Ali, sob o comando da (holográfica) Anciã-Chefe (Meryl Streep), para não se repetir os erros do passado, proíbe-se o passado. Ou melhor, proíbe-se toda e qualquer lembrança do passado existente até o “surgimento” da estéril Comunidade, onde humanos e vegetais vegetam impassíveis, sem a presença de animais (irracionais!) para perturbar a ordem emocional. O único vislumbre da vida anterior na Terra é acessível apenas ao velho Doador de Memórias (Jeff Bridges) e ao seu aprendiz Jonas (Brenton Thwaites), um adolescente de 16 anos que tem a Capacidade de Ver Além e que, ao conhecer o que está oculto no admirável mundo novo da Comunidade, passa a questionar o porquê das proibições impostas pelo Comitê de Anciãos etc....

Como O Doador de Memórias me pareceu, por vezes, aborrecido, com seu roteiro um tanto simplório e sem muita convicção, decidi conferir o premiado livro. O drama literário (superior à versão cinematográfica!) é breve, de fácil leitura, e tem alguma originalidade no relato tão absurdo quanto reflexivo de uma população que (num futuro indistinto) opta literalmente por uma vida em preto e branco: (...) Houve um tempo, aliás, em que a pele tinha muitas cores diferentes. (...). Hoje em dia a pele de todos é a mesma... (...) Nosso povo fez essa opção... (...) Antes do meu tempo, antes do tempo anterior ao meu, muito tempo atrás. Desistimos das cores quando desistimos do sol e acabamos com as diferenças. (...) Adquirimos controle sobre muitas coisas. Mas tivemos de abrir mão de outras.” Só não é dito como conseguiram tal (e)feito (psicológico?) de anular a cor da pele e de tudo mais, de dessensibilizar a população e de controlar o tempo (sempre ameno), além de “apagar” o sol, a lua, as estrelas e mesmo assim “usufruir” do dia e da noite.
**********
Reproduza literalmente a parte da resenha sobre O Doador de Memórias que fica entre "Ali, sob o comando" e "de Anciãos etc....", inclusive.

(Dados de apontamento por expressões referenciais)
**********
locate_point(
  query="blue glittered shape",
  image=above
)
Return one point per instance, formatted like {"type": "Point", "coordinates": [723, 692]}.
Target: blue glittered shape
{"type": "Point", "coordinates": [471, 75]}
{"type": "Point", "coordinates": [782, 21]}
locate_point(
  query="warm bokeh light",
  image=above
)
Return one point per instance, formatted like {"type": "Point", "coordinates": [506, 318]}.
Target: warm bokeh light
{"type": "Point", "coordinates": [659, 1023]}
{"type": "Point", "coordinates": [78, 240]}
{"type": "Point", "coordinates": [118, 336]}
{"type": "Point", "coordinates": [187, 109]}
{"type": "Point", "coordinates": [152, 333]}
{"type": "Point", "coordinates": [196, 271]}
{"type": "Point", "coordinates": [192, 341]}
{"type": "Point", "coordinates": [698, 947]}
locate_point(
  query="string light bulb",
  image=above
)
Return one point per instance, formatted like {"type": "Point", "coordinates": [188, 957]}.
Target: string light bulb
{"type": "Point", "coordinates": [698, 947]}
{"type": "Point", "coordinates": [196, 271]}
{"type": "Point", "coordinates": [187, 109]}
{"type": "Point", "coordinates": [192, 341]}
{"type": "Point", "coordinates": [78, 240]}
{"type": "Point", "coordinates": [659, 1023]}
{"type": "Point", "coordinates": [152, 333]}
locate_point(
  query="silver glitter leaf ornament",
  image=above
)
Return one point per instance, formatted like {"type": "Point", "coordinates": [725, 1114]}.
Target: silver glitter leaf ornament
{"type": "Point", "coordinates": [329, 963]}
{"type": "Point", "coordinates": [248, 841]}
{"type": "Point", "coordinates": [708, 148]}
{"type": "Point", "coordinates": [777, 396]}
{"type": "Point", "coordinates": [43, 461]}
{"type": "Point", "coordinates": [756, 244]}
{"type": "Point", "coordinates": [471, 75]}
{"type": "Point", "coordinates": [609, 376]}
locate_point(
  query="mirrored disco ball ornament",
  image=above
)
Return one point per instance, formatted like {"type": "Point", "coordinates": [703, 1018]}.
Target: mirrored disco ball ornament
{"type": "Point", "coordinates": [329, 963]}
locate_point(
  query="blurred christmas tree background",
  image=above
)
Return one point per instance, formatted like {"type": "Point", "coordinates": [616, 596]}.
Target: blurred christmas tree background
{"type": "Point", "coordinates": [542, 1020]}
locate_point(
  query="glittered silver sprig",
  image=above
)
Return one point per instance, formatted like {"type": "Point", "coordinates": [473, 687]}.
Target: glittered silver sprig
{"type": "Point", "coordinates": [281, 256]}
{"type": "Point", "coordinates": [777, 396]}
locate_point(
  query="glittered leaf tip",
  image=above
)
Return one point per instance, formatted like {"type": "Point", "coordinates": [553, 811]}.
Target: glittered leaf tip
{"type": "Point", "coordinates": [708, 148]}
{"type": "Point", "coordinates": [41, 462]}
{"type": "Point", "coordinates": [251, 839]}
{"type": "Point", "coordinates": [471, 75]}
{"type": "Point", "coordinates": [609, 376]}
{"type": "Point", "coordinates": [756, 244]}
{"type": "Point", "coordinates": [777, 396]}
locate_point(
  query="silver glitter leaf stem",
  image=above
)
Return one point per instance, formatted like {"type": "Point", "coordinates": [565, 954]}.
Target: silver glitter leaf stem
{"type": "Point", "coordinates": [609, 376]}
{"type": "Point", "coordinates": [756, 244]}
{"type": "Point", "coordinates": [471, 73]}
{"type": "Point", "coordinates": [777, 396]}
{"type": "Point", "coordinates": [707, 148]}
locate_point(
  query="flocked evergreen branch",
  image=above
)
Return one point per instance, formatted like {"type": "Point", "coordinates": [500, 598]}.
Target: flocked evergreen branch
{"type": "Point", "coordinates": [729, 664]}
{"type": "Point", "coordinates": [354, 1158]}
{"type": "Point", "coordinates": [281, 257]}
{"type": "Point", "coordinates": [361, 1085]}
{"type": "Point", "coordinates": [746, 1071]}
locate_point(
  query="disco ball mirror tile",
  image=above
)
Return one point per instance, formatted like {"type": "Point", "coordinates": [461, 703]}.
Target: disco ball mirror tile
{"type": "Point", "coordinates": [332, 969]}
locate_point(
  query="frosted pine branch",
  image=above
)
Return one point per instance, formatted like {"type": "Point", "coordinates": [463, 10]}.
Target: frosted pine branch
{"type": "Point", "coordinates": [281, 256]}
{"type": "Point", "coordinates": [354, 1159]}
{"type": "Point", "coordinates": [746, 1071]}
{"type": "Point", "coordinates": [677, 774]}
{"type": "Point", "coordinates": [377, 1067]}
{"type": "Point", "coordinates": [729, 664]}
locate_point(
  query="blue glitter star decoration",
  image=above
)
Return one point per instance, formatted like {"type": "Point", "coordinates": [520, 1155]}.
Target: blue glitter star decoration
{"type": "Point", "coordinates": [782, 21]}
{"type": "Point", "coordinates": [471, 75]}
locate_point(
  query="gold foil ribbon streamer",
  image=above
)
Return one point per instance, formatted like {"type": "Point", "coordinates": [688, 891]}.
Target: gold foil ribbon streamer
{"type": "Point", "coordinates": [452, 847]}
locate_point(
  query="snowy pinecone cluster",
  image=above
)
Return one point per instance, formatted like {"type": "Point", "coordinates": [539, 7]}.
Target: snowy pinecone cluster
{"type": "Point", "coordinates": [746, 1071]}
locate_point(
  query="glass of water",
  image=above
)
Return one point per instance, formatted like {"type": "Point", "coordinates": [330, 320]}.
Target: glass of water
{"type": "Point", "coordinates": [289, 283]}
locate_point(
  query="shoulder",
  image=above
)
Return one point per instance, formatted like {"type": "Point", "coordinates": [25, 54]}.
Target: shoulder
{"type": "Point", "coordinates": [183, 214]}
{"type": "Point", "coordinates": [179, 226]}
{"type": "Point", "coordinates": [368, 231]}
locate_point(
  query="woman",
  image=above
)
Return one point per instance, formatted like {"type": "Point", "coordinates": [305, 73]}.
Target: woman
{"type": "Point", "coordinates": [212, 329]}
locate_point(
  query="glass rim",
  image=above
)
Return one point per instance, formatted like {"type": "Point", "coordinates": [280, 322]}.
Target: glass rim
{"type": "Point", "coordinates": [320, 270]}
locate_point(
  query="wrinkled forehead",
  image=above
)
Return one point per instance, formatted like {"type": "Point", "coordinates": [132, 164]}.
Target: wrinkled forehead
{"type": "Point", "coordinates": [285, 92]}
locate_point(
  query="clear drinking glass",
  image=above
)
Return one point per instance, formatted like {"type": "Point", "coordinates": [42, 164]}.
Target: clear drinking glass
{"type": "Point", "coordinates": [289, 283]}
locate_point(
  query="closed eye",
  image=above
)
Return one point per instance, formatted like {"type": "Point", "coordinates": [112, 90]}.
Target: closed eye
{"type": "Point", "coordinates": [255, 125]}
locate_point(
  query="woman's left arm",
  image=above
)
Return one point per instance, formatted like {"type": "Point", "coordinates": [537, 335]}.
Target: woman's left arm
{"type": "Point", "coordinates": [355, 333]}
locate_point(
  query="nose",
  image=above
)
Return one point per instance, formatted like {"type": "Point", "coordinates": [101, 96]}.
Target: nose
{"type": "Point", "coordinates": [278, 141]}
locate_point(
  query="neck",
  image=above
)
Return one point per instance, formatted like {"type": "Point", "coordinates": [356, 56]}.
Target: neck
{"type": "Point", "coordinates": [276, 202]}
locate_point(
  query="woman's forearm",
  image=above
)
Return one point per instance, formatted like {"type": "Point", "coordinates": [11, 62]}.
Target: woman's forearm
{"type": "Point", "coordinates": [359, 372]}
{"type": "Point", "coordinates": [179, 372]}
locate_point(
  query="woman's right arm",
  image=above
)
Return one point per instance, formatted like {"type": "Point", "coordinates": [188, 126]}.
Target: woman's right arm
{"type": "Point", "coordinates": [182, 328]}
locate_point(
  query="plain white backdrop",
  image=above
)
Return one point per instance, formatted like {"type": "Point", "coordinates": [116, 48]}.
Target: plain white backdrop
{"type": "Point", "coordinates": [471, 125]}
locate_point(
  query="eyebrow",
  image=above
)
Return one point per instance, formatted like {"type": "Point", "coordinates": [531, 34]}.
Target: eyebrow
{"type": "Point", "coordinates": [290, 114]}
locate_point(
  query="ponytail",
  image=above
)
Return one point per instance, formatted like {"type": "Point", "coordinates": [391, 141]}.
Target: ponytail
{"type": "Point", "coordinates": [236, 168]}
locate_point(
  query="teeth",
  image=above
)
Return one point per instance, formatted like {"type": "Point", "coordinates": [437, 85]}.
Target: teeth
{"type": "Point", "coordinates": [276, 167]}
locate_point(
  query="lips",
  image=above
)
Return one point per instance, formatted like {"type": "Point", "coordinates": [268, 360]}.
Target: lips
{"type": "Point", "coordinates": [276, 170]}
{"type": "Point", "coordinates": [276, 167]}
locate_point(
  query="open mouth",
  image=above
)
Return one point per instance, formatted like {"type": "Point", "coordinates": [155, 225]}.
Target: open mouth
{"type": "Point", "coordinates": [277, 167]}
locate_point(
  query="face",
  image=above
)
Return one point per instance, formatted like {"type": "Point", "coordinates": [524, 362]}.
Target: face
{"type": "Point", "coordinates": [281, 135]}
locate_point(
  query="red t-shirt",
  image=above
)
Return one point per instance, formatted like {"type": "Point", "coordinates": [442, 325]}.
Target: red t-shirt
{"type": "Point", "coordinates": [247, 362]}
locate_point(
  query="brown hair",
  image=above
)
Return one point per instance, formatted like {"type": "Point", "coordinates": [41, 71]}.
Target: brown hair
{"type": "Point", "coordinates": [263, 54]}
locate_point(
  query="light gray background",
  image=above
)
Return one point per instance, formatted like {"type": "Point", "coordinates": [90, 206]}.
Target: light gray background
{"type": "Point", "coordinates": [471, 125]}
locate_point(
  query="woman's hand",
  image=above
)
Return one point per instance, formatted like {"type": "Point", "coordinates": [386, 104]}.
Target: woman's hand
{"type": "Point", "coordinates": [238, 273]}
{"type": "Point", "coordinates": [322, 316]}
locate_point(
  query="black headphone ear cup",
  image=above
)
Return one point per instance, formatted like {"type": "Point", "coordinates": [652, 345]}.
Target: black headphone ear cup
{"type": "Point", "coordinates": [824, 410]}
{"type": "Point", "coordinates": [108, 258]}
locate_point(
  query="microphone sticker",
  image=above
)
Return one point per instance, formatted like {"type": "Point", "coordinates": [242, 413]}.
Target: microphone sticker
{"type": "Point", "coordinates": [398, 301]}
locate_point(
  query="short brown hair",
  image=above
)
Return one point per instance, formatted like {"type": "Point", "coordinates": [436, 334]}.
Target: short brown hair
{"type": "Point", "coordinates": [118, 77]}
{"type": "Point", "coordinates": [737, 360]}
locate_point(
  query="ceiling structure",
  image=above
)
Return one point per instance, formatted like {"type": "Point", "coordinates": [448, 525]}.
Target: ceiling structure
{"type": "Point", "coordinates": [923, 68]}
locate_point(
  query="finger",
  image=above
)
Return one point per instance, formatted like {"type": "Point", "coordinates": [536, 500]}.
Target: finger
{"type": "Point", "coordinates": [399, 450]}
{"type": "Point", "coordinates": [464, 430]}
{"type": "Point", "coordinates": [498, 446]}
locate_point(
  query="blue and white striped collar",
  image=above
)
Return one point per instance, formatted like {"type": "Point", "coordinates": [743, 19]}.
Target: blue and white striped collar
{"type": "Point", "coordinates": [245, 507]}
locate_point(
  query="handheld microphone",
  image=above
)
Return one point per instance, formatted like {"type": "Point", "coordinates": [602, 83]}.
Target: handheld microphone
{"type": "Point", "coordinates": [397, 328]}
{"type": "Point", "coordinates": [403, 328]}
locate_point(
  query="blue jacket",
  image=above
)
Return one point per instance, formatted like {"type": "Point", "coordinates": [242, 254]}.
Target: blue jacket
**********
-- Resultado do exercício --
Ali, sob o comando da (holográfica) Anciã-Chefe (Meryl Streep), para não se repetir os erros do passado, proíbe-se o passado. Ou melhor, proíbe-se toda e qualquer lembrança do passado existente até o “surgimento” da estéril Comunidade, onde humanos e vegetais vegetam impassíveis, sem a presença de animais (irracionais!) para perturbar a ordem emocional. O único vislumbre da vida anterior na Terra é acessível apenas ao velho Doador de Memórias (Jeff Bridges) e ao seu aprendiz Jonas (Brenton Thwaites), um adolescente de 16 anos que tem a Capacidade de Ver Além e que, ao conhecer o que está oculto no admirável mundo novo da Comunidade, passa a questionar o porquê das proibições impostas pelo Comitê de Anciãos etc....